• WHAT THIS TASK INVOLVES:
Collect every line below that contains the word "shirt", and copy each of those lines in full.

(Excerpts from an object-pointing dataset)
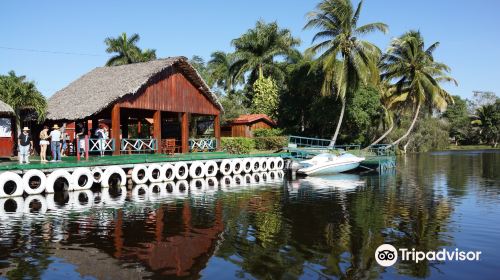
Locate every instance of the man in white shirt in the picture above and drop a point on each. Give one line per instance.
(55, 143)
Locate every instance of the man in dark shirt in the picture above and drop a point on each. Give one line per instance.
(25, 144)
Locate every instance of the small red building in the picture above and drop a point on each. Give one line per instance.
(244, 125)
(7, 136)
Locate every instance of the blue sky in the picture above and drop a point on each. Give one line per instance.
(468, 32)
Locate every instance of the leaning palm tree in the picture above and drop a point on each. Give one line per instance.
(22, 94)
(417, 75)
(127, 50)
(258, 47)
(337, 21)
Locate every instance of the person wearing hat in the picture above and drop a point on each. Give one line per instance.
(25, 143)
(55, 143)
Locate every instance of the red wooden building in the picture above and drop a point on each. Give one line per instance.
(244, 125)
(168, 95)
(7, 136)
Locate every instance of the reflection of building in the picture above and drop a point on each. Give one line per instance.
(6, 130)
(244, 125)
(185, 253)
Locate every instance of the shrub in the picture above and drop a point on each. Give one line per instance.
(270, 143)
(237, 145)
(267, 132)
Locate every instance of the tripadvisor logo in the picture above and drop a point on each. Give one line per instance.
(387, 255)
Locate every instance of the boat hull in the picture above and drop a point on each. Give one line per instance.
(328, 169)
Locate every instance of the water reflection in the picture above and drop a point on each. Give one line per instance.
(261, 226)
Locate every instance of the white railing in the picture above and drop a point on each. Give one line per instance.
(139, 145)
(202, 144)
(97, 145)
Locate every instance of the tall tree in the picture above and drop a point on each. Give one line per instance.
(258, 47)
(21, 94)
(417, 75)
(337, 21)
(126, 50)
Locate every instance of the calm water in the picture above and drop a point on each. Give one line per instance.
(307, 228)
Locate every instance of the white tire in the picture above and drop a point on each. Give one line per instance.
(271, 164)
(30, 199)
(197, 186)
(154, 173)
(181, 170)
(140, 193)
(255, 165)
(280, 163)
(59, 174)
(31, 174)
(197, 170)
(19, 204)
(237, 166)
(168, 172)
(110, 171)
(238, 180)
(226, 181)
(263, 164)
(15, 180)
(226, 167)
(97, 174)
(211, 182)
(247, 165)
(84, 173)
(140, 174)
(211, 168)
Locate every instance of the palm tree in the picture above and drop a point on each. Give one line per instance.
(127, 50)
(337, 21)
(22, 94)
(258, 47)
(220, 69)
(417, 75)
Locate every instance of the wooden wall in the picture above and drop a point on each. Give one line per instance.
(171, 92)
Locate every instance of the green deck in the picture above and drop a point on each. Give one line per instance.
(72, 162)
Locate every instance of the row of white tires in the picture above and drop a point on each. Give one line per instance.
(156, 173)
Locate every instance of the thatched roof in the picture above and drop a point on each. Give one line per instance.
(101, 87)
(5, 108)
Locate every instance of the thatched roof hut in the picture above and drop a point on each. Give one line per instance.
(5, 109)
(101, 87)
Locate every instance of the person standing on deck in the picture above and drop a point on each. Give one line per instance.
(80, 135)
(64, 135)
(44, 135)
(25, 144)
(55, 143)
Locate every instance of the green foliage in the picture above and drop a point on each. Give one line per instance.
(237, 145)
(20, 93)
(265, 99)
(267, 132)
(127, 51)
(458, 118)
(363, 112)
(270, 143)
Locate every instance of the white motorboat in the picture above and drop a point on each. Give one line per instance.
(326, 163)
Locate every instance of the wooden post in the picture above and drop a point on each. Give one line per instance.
---
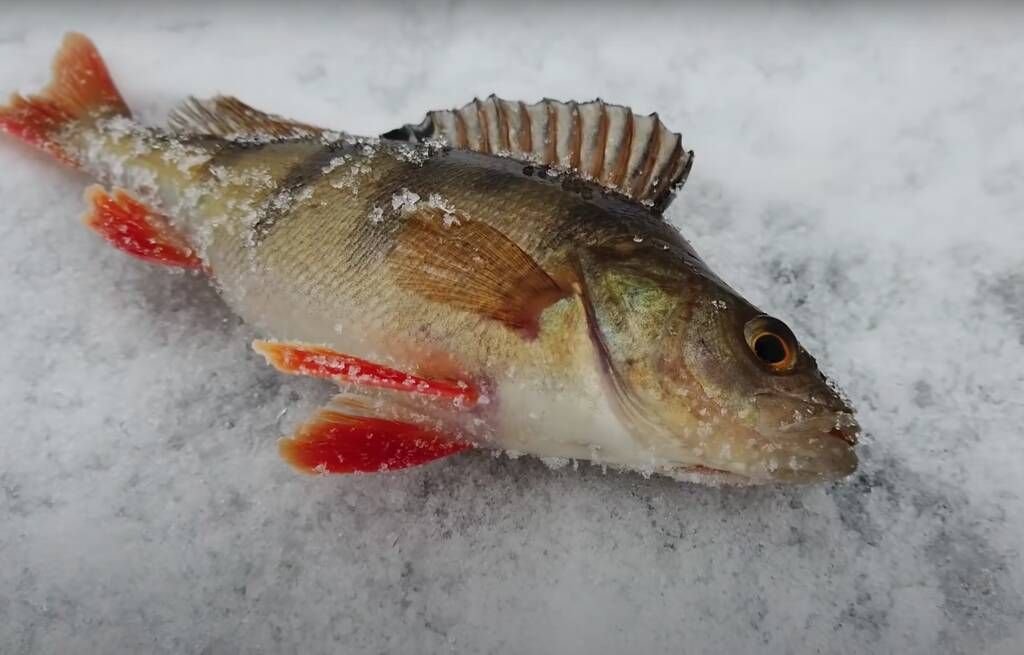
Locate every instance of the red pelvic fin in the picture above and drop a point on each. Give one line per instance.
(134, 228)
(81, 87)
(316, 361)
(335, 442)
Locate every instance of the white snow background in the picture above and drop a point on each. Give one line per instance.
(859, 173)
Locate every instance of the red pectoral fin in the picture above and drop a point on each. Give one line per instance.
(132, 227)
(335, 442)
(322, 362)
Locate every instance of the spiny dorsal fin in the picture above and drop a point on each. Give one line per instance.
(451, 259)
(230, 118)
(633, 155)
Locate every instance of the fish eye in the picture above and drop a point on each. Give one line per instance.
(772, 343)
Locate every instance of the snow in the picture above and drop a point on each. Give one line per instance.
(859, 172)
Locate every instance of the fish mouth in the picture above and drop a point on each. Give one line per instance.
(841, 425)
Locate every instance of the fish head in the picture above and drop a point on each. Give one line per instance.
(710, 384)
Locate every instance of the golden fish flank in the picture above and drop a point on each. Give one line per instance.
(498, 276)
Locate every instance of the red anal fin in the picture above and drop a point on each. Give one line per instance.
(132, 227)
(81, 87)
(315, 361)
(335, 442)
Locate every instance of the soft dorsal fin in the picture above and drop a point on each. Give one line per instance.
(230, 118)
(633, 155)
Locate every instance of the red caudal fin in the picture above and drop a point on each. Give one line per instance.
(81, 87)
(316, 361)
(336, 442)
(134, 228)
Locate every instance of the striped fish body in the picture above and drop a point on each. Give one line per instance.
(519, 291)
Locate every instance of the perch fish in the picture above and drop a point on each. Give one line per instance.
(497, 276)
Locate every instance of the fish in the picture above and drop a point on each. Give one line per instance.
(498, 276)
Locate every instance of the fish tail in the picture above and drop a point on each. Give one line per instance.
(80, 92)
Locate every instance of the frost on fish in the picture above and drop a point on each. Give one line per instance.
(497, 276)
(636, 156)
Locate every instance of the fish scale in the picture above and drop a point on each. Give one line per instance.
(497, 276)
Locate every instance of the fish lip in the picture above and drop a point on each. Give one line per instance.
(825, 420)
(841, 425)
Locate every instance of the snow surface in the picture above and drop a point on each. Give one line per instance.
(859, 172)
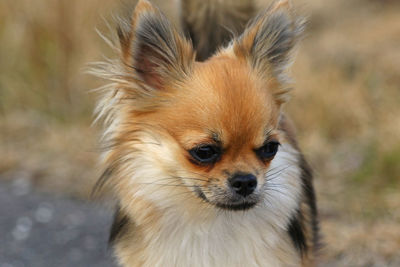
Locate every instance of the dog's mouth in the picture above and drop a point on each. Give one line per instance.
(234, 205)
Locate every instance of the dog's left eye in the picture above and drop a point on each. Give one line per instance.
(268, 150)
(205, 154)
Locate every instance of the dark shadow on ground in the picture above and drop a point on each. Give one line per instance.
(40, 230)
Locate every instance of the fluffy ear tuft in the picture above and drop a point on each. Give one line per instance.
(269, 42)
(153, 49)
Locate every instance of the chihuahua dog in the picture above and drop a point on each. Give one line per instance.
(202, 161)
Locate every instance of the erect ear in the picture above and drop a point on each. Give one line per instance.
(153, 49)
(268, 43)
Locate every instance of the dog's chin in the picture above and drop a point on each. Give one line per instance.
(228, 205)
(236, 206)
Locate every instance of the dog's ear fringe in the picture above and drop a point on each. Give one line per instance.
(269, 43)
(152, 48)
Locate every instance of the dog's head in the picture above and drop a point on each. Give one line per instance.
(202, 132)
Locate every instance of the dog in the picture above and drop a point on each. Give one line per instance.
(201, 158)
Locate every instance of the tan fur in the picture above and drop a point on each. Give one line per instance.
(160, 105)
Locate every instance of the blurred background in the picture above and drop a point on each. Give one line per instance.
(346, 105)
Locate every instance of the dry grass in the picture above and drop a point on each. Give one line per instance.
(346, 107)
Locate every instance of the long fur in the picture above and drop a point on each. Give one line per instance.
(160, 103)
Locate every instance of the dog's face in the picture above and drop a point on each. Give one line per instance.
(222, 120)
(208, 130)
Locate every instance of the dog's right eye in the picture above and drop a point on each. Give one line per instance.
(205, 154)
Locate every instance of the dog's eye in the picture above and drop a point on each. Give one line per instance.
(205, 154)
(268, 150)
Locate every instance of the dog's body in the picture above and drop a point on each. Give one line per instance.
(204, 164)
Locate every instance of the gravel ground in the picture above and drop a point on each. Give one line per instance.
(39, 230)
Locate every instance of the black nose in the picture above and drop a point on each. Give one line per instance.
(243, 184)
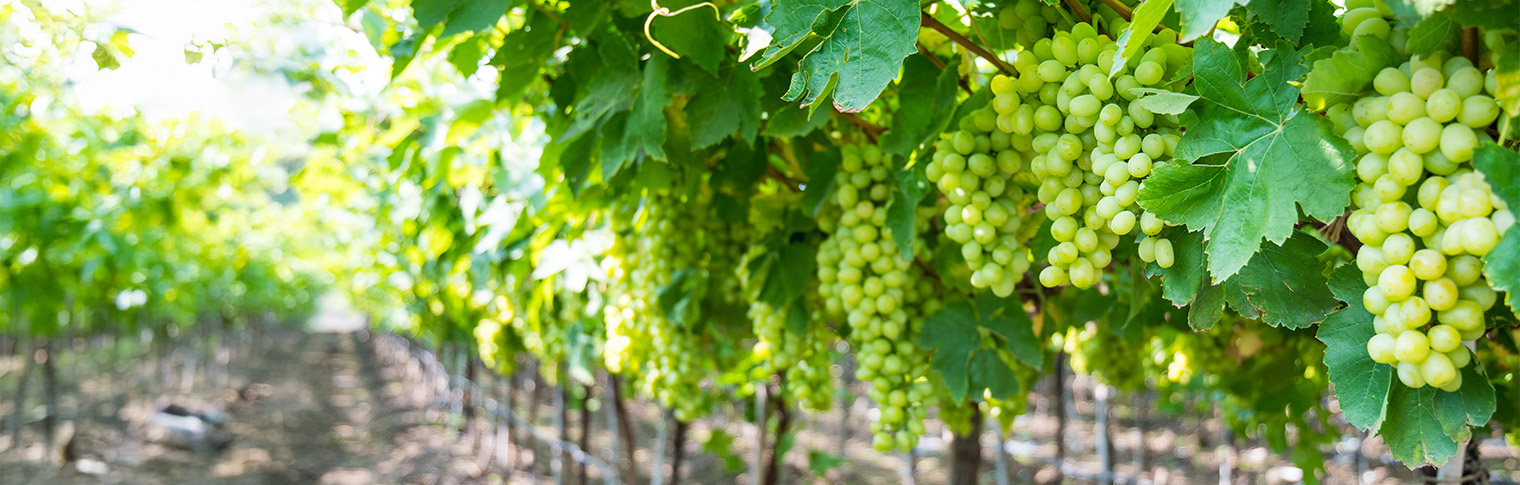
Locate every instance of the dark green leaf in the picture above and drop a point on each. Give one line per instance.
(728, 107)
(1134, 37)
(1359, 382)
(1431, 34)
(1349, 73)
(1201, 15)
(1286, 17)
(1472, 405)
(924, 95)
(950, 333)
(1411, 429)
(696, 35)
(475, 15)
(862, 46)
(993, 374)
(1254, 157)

• RESULT FOR THIS EXERCISE:
Locate every instance of the man in white shirt in the picture above and drop a point on each. Give one line per instance.
Locate every instance of the man in dark shirt in the picture above and drop a point on each. Give one line per instance.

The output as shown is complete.